(Your task)
Every record that follows should be copied exactly. No picture belongs in the copy.

+---+

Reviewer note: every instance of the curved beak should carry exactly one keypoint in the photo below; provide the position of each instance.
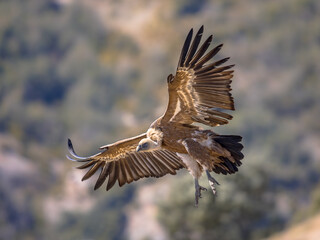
(138, 148)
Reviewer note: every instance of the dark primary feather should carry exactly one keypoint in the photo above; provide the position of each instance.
(200, 90)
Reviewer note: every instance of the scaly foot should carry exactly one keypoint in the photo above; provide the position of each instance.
(212, 182)
(198, 191)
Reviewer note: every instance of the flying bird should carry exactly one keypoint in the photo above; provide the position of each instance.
(199, 93)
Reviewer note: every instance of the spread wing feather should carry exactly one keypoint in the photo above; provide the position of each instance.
(200, 91)
(120, 162)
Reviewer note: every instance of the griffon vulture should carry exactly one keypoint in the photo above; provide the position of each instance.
(199, 92)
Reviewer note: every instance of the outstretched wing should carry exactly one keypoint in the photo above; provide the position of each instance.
(119, 161)
(200, 90)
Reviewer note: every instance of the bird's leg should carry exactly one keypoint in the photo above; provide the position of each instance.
(212, 182)
(198, 191)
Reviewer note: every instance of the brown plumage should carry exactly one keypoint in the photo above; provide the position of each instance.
(199, 92)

+---+

(Reply to the exercise)
Reviewer note: every instance of the curved beak should carry exactly one keypoint in the photo below; provide the position of each instance.
(138, 148)
Reviewer note: every instance of the dark primary feather should carry exactly one keypoint in the photo above; provide the position of each instance.
(200, 90)
Reviewer note: every instance of the scaly foot should carry exactly one keypoint in the photo above; provide the position of each instance.
(212, 182)
(198, 191)
Reviewer note: every instance of the flying bird should carry exactly one keypoint in the photo above; provide the position of each instance.
(199, 93)
Reviewer note: every instance of the spread wing feather should carry exactly one keypoint in the photo above; provide the position of each instance.
(200, 91)
(120, 162)
Reviewer note: every instance of the griffon vulture should carry exactly one keypoint in the photo above; provide the position of each instance.
(199, 92)
Reviewer note: every instance of the outstretched wing should carry exactly one keypoint in the photo above; provide the position of each instance.
(119, 161)
(200, 90)
Reviewer note: every instance of the bird's leg should carry exactly one keypoint in the photo above; provide the position of each instance.
(212, 182)
(198, 191)
Reviewer note: every instance of the brown plumage should carry exactly one keypoint in the photo above; provide the position of each instance.
(199, 92)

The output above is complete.